* [CONJUNTO DE EXERCÍCIOS]:
(1) No texto sobre a velhice em Lisboa, perto de que praça da capital ficava a residência referida na primeira frase?
(2) Prossiga o texto sobre a velhice em Lisboa a partir da última frase apresentada.

* [EXCERTO SELECIONADO]:
"""
Há uns anos, vivi perto da Praça de Londres - na capital - e observava sequiosamente a relação dos "metropolitanos" com a velhice. A velhice era, na realidade, todas as (outras) pessoas. Sentados em cantos ou deslocando-se a custo, os idosos arrastavam pelo vazio sapatos mais elásticos do que as articulações; as cataratas provocavam-lhes enganos e não era raro que parassem a olhar-me só porque lhes sorria. No meio de uma turba de cínicos sem almas, sem gentilezas, sequer, no mais recôndito do peito, eu gastava em sorrisos a minha caminhada Avenida de Roma acima. Os lisboetas que discretamente observava eram o retrato do enfado, do não-me-merecem-no-país, calaceiros fingindo presto, iguais a todos os outros que, perna alçada, se expunham na Mexicana, na Frutalmeidas, na Livraria Barata, em poses de inglês colonialista, esgares de nojo, sentimentos de desconfiança, antipatias tão crassas como lhes era baça a pele. As senhoras dos escritórios - assisti aos diálogos de tantas da sede da Caixa Geral que ainda sinto o enjoo - invariavelmente apressadas, a sempiterna saia clássica pelo joelho ou mais acima, o petit foulard enrolado à volta de pescoços quase sempre atarracados, brincos, pulseiras de berloques, fiozinho sobreposto, sapato clássico, o mau humor estampado, pele baça, sobrancelhinha arquedada - tólhápaondómíúda házáre? - e ares de muitos afazeres, muitas, infinitas responsabilidades. O enfado mora ali. Nas lojas, a simpatia era nula, a consideração inexistente e o vício da pressa a desculpa para se parecer bom profissional. As pessoas são despachadas, o dinheiro lançado sobre os balcões, o olhar não poisa no ser humano em frente. Dor física de tanto vazio.
Ficou-me a delicadeza dos homens mais velhos, os gentlemen de tempos idos que, solícitos, seguravam nas portas, pediam perdão se estorvavam, sorriam com charme. Também as senhoras mais velhas - e apesar de alguma aparente arrogância - tinham muito de delicadeza, um saber-estar, um culto da graciosidade que a geração do momento - justamente a que não poderia arrogar de ter erguido o país - costuma reclamar como características suas.
Todos os velhos são iguais. Ficaram-me os rostos massacrados por rugas, os olhos macerados de décadas, os sorrisos que tantas vezes recebi à entrada do prédio, no autocarro quando cedia o lugar, no cinema "Londres" quando cedia a passagem. Há uma ternura imensa nos olhares de quem já pouco tem para viver. Não esperando nada em troca, exultam se lhes é dada alguma atenção, retribuem se lhes é oferecido o sorriso, abençoam em silêncio se o olhar não os evita. O meu olhar corta a direito, prega-se a quem me dá o privilégio da troca de palavras, é a minha bengala-de-cega num mundo onde os olhos se perdem do essencial. Em Lisboa, apercebi-me com mágoa do asco que parecem inspirar os mais velhos a uma comunidade aberrantemente antipática, embaciada por supostos afazeres, vazia de tempos de espera. Ali, não há pausas para olhar a vida em gestos de reconhecimento. A vida que, a cada dia que passe é mais um privilégio oferecido, saberá Deus com que objectivo.
"""
* [MATERIAL FORNECIDO]:
"""
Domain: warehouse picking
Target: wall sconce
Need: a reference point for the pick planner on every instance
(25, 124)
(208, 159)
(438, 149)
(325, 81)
"""
* [RESPOSTAS ESCRITAS]:
(1) Perto da Praça de Londres.

(2)
Ficou-me a ternura da comunidade de São João de Deus, ficou-me a vetusta biblioteca da minha escola, ficaram-me os sotaques de tantos tons de pele, sempre menos do que os que idealizara antes de ver o meu horário e as carinhas nos livros de ponto. Ficou-me a solidão dos mais velhos; registei os sorrisos reconhecidos por um semblante mais iluminado; guardei - para um dia os testemunhar no papel - os acenos de cabeça, anuindo sempre que perguntei sem retórica "E como tem passado hoje?..." Ficaram-me na lembrança os olhos embaciados por cataratas, mas brilhantes de vivacidade; o andar lento de quem se disse atropelado pela cidade, mas era a memória lesta da história colectiva; as lágrimas de saudades de outros tempos, outras pessoas que nunca vi, outros lugares onde não se volta. Nunca como na "metrópole", tão ávida de dissociar-se da "província", vi tanta dor dissimulada, tanta pressa de fugir da alma que cada um traz dentro de si, tanto vazio de humanidade.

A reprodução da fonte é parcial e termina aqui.